> [Texto proporcionado]
-- -- --
Como también aseguraba el Papa
Benedicto XVI (<Dios está cerca>; Ed. Crhonica S.L. 2011):
“El Dios vivo y personal, está en
el centro de la fe auténtica. Su presencia es eficaz y salvífica; el Señor no
es una realidad inmóvil ni ausente, sino una persona viva que gobierna a sus
fieles, se compadece de ellos, y los sostiene con su poder y su amor. Contra
puesto a Él, está la idolatría, manifestación de una religiosidad desviada y
engañosa”
Jesucristo mientras vivió en la
tierra anunció su Resurrección y el Reino de Dios, se consagró para procurar la salvación de las almas, con el
ejercicio de la oración y el sacrificio, como podemos leer en el Nuevo
Testamento, hasta que finalmente se ofreció en la Cruz como víctima inmaculada
para limpiar la conciencia de los hombres y para que tributásemos un verdadero
culto al Dios vivo. Cristo en efecto, se ofreció en la Cruz como víctima inmaculada
para limpiar nuestras conciencias y sellar con su sangre para siempre la Nueva
Alianza entre Dios y los hombres, abriéndonos las puertas del Cielo (Hb 9,
11-14):
-Más Cristo, habiéndose
presentado como Sumo Sacerdote de los bienes venideros, penetrando en el
tabernáculo más amplio y más perfecto, no echó de manos, esto es, no de esta creación,
-y no mediante sangre de machos
cabríos y de becerros, sino mediante su propia sangre, entró de una vez para
siempre en el santuario, consiguiendo una redención eterna.
-- -- --
> [Datos registrados]
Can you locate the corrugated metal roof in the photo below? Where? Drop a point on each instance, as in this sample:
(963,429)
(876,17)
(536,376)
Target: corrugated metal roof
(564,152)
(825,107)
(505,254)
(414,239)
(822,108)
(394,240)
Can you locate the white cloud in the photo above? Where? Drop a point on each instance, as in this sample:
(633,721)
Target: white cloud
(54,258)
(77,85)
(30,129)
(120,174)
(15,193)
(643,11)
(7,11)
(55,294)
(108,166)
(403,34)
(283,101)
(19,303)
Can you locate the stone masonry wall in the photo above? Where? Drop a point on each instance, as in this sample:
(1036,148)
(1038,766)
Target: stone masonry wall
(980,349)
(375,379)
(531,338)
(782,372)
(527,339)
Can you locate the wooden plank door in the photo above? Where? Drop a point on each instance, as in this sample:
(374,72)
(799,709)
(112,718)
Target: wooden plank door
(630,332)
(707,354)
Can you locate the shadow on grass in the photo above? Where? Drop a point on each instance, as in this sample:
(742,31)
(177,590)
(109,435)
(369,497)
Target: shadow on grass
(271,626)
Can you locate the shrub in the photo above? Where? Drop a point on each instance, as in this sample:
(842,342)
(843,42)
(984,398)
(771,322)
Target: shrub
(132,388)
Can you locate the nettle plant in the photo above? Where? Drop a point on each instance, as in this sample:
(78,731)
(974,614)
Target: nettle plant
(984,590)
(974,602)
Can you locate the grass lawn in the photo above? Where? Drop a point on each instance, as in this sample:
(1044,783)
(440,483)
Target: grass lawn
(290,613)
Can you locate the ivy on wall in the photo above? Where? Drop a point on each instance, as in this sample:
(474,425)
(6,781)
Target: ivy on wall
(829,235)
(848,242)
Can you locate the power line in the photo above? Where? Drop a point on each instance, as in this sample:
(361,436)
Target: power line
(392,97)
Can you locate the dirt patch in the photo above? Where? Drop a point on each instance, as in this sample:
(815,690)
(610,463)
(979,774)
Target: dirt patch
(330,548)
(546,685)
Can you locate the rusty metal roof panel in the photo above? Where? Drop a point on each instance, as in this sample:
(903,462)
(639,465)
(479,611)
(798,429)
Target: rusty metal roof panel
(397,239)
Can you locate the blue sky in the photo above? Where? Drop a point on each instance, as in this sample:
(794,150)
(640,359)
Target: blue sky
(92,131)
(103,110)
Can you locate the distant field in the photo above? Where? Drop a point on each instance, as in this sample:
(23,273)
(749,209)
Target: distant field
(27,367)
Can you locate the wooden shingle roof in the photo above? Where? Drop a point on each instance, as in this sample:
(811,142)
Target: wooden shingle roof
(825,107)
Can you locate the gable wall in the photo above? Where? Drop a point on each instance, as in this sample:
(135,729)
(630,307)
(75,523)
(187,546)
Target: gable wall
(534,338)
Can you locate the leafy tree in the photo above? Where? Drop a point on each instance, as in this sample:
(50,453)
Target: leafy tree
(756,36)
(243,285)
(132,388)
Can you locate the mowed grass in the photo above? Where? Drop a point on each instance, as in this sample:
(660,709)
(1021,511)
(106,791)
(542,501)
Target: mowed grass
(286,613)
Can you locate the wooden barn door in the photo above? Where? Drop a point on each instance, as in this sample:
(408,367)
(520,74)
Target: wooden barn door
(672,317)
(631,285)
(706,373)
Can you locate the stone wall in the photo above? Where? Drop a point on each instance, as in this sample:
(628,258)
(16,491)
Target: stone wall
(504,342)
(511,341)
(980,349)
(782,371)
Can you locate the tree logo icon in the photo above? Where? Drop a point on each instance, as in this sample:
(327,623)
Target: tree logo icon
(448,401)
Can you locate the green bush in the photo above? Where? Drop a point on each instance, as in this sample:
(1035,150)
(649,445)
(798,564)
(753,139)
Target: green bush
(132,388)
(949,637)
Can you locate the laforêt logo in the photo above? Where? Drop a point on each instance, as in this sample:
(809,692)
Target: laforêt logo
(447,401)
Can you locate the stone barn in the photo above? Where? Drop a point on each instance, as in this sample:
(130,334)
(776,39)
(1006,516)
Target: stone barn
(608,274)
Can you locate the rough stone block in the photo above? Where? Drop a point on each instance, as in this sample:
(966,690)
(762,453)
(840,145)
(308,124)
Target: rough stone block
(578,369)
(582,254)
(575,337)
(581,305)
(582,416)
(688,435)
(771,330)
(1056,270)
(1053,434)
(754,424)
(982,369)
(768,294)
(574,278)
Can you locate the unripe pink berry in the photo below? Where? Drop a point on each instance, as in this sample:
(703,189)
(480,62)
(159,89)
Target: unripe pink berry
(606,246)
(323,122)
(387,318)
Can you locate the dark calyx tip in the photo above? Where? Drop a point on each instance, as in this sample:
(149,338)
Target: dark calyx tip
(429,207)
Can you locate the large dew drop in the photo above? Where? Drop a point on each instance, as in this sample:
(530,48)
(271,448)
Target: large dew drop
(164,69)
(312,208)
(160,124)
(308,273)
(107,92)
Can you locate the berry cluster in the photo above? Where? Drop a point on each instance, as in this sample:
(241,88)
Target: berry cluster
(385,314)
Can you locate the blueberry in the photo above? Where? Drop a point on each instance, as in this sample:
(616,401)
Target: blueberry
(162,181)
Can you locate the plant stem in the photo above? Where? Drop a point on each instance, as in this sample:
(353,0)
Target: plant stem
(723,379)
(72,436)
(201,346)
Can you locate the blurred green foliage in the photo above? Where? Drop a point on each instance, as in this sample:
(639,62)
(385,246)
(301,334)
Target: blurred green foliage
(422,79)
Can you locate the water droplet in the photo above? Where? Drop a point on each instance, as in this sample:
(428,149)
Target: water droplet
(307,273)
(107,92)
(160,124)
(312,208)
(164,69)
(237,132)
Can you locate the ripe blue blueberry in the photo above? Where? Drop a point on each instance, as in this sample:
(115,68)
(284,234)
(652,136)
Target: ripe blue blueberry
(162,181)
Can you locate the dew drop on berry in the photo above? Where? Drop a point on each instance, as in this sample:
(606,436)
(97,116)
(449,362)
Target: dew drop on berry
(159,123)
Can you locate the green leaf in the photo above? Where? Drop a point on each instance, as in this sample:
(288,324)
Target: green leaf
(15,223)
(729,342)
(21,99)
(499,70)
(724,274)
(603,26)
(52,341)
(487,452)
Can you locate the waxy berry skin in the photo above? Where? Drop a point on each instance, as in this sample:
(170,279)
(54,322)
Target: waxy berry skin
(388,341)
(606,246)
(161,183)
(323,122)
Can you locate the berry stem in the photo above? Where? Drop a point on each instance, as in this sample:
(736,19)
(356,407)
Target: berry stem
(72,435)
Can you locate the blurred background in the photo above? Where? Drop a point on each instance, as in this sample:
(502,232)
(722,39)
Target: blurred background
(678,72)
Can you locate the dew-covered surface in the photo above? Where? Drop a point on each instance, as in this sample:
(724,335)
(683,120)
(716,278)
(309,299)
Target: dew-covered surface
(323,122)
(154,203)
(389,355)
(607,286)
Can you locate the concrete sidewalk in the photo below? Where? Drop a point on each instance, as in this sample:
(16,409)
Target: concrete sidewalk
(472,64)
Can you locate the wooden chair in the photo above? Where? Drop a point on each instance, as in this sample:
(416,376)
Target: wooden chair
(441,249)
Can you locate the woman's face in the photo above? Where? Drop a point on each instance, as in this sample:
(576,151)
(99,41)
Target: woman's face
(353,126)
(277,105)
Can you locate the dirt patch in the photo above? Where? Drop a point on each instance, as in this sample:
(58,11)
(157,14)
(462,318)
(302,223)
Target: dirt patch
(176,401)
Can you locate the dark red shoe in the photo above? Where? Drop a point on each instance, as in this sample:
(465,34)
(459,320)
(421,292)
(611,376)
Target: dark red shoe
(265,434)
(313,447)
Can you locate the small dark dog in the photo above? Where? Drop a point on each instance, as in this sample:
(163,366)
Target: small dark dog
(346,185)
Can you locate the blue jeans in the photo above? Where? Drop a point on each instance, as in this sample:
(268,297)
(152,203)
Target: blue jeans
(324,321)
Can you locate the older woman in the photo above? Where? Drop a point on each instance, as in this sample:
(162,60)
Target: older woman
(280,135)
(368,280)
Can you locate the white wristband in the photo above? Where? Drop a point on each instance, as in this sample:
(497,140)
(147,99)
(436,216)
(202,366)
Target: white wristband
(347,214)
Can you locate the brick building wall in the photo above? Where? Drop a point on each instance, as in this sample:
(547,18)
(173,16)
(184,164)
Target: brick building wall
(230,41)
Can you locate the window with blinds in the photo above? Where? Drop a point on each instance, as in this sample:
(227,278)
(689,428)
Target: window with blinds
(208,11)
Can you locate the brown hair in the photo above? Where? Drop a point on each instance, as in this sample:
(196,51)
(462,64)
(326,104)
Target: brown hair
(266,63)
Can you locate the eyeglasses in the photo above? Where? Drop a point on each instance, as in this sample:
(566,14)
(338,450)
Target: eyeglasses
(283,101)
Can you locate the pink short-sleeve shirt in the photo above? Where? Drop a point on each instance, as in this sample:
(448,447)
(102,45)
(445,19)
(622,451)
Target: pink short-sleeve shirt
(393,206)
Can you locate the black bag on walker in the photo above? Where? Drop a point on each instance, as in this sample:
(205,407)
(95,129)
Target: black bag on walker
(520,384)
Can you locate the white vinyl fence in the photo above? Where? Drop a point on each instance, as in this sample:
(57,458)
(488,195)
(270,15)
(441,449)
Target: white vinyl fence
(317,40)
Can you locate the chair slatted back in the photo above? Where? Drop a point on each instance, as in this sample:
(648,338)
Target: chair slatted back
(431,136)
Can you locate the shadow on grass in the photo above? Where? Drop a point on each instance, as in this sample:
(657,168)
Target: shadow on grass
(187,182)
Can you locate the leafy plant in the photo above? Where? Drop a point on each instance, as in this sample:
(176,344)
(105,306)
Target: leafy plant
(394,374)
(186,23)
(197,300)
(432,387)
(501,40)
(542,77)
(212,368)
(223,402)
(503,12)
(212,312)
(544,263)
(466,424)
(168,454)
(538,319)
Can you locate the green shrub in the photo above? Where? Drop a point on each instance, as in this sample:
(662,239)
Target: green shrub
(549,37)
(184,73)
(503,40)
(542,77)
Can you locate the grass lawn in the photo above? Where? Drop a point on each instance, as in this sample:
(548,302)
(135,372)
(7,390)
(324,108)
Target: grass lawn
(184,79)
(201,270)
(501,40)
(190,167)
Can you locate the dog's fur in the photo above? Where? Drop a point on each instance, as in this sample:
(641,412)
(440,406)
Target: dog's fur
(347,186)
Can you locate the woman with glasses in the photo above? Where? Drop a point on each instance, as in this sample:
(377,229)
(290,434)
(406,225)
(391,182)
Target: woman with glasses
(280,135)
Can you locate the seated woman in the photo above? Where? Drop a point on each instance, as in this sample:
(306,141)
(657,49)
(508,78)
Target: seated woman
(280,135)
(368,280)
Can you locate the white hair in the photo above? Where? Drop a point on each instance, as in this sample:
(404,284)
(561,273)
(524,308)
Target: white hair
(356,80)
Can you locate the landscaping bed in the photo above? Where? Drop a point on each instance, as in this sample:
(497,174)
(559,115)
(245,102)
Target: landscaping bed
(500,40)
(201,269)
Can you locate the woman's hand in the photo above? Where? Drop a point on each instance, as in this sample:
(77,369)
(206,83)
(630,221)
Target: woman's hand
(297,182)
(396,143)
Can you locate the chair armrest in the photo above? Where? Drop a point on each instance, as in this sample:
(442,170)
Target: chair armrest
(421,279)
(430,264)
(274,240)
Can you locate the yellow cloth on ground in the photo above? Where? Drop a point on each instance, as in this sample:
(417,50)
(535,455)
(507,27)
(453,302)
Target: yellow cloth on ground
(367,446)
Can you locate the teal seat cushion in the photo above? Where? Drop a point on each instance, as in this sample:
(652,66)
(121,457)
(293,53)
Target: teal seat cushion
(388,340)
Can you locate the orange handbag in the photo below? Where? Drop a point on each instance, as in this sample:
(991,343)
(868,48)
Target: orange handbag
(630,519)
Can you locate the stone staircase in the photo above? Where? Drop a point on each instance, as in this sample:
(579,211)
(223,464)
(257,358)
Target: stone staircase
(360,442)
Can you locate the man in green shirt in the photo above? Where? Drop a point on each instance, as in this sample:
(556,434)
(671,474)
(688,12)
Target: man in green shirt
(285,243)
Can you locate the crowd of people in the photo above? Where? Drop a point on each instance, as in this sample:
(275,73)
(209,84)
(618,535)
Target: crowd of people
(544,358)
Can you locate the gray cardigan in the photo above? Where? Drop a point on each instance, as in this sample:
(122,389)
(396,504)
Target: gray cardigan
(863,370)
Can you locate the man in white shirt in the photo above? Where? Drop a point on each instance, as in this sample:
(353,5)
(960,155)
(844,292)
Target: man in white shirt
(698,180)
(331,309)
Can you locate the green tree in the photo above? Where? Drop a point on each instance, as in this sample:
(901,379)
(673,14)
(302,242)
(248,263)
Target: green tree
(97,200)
-- -- --
> [Lista de tareas]
A - Selecciona y copia cada línea de las entradas donde aparezca la palabra "stem".
B - Sigue escribiendo el texto sobre Cristo y el Dios vivo a partir de su última oración.
El texto y las entradas son materiales distintos que no tienen relación entre sí.

> [Respuestas]
A -
Can you locate the plant stem in the photo above? Where? Drop a point on each instance, as in this sample:
Target: plant stem
Can you locate the berry stem in the photo above? Where? Drop a point on each instance, as in this sample:
Target: berry stem

B -
-Porque si la sangre de machos
cabríos y de toros y la ceniza de la becerra santifican con su aspersión a los
contaminados en orden a la purificación de la carne,
-¡cuánto más la sangre de Cristo,
que por el Espíritu Eterno, se ofreció así mismo inmaculado a Dios, purificará
vuestra conciencia de obras muertas, para que rindáis culto al Dios viviente
Jesucristo quiso que la vida
sacerdotal por Él iniciada en su cuerpo mortal, en el transcurso de los siglos,
no cesara en su cuerpo místico, que es la Iglesia, instituyendo un sacerdocio
visible para ofrecer en cualquier lugar del mundo la <oblación pura> y
que de este modo sirviese, liberados del pecado, a Dios por deber de conciencia
(Pío XII Ibid).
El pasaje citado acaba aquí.